*Short task*
Everything from the line containing "Can you find the ceiling" through the last line of the records below should be printed exactly, please, and nothing else.

------------------------------------------------------------------------

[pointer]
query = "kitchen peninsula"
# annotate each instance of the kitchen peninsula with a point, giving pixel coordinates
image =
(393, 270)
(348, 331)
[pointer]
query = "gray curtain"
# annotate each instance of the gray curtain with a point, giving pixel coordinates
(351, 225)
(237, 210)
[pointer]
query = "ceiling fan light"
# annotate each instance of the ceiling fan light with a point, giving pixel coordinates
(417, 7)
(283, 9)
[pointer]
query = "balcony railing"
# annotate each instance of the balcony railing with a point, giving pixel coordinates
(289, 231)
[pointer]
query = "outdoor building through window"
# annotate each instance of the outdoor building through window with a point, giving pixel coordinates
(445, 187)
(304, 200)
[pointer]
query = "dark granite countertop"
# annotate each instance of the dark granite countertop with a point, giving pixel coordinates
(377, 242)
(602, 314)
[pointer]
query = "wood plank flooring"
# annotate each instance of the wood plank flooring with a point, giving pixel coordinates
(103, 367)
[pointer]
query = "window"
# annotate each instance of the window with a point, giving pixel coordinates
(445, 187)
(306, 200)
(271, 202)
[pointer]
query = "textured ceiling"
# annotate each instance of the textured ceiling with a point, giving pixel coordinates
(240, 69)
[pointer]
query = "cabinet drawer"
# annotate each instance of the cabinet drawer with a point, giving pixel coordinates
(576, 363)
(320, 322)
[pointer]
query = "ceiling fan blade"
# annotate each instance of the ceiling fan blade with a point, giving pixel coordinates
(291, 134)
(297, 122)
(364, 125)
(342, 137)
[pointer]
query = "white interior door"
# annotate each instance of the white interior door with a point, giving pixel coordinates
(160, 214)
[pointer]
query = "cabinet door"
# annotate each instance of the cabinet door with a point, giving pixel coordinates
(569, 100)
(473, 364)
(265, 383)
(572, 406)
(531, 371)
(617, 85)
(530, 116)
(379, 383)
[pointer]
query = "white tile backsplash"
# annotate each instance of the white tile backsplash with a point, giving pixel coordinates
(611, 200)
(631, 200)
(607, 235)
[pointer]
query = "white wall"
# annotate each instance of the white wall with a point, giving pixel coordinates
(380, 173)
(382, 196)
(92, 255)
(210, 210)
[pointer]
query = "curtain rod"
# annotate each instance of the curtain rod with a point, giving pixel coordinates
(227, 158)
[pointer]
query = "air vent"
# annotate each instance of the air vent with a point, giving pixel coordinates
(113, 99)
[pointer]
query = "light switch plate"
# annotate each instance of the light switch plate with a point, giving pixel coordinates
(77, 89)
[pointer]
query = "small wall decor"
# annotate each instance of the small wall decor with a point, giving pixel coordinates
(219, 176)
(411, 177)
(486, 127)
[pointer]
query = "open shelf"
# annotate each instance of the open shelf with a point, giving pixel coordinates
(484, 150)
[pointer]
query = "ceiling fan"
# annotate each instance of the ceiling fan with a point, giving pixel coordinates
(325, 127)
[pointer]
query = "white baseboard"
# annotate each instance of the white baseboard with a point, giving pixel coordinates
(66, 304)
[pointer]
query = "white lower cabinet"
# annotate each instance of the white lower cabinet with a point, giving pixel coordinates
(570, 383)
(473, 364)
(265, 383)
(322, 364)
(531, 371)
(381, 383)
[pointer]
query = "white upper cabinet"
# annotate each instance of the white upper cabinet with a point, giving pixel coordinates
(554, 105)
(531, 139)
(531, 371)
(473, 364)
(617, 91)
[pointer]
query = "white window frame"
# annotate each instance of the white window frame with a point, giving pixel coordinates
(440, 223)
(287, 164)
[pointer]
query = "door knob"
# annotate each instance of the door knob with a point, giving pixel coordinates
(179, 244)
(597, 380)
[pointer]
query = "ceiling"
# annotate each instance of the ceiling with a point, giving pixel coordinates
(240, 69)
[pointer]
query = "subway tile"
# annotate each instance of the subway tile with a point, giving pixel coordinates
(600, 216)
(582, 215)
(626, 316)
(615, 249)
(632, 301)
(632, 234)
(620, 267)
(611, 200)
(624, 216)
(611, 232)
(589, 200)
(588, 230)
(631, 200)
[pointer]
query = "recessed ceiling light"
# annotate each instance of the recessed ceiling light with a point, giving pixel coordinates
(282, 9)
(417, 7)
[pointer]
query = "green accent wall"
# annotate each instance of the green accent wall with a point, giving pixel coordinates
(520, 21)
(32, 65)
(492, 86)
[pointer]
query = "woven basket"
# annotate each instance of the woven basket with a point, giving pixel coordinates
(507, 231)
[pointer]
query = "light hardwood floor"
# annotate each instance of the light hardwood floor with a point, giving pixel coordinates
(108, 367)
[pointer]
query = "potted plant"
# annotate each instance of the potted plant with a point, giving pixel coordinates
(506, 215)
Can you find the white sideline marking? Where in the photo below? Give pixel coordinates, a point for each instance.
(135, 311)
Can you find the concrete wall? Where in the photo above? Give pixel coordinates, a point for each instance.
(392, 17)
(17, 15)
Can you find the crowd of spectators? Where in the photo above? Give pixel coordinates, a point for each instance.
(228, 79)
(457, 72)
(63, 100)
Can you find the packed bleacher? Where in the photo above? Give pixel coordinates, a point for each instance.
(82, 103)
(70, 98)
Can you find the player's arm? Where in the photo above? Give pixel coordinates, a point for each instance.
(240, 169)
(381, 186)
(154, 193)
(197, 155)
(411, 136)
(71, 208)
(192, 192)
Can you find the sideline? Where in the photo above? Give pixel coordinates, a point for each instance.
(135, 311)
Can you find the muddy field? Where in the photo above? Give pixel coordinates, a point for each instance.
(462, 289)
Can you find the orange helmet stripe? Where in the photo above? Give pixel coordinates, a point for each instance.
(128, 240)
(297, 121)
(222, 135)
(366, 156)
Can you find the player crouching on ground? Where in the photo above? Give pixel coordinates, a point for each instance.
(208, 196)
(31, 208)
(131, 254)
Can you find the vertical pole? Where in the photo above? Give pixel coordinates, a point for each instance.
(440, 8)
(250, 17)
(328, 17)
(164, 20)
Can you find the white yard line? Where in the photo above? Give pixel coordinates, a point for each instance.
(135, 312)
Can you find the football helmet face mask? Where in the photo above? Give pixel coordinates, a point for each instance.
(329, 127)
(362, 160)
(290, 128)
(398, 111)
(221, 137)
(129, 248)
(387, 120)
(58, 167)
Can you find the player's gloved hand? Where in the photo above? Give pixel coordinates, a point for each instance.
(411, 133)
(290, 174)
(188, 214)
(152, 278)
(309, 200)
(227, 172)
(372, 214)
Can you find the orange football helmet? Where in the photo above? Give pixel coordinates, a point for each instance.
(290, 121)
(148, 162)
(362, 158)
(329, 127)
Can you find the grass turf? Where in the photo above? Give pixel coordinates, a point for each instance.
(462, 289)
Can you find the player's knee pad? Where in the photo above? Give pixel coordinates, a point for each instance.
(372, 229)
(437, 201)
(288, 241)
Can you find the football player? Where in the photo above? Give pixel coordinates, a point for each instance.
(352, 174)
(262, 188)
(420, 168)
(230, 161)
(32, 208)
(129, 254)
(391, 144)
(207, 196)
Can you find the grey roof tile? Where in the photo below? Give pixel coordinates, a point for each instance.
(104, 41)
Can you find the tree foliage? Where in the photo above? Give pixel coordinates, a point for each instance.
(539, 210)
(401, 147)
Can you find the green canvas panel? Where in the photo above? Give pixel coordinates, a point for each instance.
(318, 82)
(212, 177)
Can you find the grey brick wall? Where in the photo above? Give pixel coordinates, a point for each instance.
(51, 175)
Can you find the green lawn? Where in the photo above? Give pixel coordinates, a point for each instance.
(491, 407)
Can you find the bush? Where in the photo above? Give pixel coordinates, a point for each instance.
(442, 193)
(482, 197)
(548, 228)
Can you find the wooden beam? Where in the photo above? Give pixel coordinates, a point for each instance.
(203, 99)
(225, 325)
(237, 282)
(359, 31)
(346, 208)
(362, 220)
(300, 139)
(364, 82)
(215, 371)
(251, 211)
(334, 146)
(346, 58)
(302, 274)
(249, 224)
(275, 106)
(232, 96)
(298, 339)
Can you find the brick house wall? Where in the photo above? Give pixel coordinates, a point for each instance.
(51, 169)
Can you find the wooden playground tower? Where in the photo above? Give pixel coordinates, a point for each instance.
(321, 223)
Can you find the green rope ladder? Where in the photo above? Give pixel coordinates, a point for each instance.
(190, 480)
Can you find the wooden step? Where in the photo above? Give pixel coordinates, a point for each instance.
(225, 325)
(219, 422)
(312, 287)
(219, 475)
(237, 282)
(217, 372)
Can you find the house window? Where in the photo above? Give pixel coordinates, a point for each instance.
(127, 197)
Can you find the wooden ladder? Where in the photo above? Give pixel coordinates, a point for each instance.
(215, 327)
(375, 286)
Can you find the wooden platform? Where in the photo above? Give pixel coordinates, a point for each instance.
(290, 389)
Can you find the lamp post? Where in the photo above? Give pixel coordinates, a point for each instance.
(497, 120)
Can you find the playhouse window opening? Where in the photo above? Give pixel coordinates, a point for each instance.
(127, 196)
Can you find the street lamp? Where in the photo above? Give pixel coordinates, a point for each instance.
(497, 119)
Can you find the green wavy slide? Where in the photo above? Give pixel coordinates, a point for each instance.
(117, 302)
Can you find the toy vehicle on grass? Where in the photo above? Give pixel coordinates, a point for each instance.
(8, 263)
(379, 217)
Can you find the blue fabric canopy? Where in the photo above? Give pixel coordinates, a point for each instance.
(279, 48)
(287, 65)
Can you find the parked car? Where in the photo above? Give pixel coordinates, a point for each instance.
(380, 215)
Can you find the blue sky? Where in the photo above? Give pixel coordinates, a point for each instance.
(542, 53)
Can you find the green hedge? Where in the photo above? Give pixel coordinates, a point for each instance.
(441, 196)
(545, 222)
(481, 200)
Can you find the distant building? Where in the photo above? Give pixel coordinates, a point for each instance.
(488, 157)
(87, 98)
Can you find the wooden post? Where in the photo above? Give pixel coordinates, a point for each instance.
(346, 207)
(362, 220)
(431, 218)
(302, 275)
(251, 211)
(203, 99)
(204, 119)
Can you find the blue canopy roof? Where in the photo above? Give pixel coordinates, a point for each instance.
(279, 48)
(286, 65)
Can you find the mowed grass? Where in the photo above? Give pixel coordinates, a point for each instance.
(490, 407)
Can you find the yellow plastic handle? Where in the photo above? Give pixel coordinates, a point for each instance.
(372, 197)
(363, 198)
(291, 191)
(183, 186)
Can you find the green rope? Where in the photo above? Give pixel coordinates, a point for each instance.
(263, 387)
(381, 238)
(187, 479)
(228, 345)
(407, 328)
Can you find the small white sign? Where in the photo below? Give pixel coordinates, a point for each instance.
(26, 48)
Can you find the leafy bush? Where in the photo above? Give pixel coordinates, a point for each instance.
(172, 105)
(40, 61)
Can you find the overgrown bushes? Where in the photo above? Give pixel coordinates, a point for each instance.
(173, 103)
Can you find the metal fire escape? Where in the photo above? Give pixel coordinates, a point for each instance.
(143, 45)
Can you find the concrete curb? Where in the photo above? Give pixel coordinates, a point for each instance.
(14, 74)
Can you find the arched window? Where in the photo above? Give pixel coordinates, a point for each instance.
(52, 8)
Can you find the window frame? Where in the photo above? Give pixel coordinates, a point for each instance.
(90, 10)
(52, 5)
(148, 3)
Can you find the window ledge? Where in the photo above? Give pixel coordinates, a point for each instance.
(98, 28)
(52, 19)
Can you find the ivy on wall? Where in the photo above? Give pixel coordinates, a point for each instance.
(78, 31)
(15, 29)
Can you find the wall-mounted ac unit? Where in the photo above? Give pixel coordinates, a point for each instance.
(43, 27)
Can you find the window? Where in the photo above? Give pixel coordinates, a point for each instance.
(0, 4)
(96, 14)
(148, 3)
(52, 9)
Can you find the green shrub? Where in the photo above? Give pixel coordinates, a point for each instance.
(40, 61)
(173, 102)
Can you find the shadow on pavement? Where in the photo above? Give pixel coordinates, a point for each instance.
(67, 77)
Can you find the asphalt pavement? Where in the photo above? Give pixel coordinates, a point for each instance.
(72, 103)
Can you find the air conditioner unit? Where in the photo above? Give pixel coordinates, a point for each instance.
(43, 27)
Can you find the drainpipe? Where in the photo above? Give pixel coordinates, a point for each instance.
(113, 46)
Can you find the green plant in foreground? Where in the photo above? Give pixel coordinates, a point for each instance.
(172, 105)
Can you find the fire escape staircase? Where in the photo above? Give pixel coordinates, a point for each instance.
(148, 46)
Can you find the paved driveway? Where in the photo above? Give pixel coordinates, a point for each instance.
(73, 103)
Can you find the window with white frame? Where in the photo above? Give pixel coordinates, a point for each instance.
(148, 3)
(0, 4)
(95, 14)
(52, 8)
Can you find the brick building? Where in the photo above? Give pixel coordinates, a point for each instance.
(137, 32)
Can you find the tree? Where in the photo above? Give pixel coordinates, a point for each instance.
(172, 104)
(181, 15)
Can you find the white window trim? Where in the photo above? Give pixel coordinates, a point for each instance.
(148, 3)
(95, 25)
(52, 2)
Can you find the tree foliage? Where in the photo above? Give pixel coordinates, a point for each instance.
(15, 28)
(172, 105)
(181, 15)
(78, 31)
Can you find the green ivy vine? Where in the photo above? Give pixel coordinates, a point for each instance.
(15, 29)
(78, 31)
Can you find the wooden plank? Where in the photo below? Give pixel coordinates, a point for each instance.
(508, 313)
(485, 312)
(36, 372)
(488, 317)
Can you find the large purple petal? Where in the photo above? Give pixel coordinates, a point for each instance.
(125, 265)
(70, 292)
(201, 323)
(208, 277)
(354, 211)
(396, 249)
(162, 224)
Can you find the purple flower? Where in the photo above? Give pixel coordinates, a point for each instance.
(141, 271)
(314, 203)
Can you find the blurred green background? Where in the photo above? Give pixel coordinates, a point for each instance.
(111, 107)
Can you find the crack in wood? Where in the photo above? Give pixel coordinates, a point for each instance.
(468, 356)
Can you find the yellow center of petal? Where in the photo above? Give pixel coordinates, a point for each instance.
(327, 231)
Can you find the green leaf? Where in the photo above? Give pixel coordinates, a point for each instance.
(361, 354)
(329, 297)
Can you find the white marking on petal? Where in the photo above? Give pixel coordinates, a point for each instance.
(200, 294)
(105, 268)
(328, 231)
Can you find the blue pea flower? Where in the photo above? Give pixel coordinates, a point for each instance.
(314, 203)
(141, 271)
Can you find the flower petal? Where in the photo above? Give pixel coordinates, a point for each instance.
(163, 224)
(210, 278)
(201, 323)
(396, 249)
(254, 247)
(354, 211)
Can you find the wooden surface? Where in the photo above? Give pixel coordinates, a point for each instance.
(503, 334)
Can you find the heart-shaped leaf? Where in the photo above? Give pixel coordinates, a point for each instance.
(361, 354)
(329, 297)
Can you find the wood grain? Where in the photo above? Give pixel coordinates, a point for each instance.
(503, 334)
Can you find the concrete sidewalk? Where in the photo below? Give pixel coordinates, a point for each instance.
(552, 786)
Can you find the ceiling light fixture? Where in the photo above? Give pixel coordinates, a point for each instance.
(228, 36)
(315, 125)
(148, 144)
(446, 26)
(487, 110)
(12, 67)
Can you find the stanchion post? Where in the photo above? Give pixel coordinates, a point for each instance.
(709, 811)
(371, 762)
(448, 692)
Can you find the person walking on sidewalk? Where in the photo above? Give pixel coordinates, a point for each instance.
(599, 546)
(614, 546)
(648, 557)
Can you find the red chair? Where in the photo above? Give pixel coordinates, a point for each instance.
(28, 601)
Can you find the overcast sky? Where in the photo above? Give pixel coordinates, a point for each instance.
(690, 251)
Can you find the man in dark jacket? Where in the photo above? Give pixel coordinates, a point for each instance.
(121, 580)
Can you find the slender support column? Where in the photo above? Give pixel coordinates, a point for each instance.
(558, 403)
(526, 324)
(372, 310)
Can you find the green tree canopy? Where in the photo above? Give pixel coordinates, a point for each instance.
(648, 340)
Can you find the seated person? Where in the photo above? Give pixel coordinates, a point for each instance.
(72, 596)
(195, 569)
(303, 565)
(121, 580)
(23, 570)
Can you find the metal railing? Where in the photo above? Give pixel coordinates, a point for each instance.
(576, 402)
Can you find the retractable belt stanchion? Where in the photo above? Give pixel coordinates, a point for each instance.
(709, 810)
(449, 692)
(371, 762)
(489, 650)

------------------------------------------------------------------------

*Answer to this exercise*
Can you find the ceiling light fixture? Where in the photo above? Give pixel coordinates, a point for each instance.
(228, 36)
(315, 125)
(148, 144)
(446, 26)
(487, 110)
(12, 67)
Can you find the stanchion post? Where in the photo above? Give pixel coordinates, a point for each instance.
(709, 811)
(371, 762)
(448, 692)
Can you find the person walking on sidewalk? Where in the photo above? Give pixel coordinates, a point for each instance.
(599, 546)
(614, 546)
(648, 557)
Can you find the red chair? Where in the photo above? Give pixel coordinates, a point for each instance.
(28, 601)
Can you find the overcast sky? Where in the photo above? Give pixel coordinates, a point for each instance.
(690, 251)
Can you find the man in dark jacket? Where in the photo above? Give pixel coordinates, a point for each instance.
(121, 580)
Can you find the slender support column? Where in the photo above? Give pixel coordinates, a point for each instance.
(558, 403)
(526, 324)
(372, 310)
Can you find the green tree canopy? Where in the photo above? Give pixel coordinates, a point for each instance.
(648, 340)
Can you find the seated person? Where in the photo above? Give pixel coordinates, a point for each instance.
(72, 596)
(195, 569)
(303, 565)
(121, 580)
(23, 570)
Can you find the metal railing? Where in the photo above? Give pixel coordinates, a point for each instance.
(576, 402)
Can you find the retractable belt stanchion? Where in the photo above? Give pixel coordinates, a point for each instance.
(709, 810)
(449, 692)
(371, 762)
(489, 650)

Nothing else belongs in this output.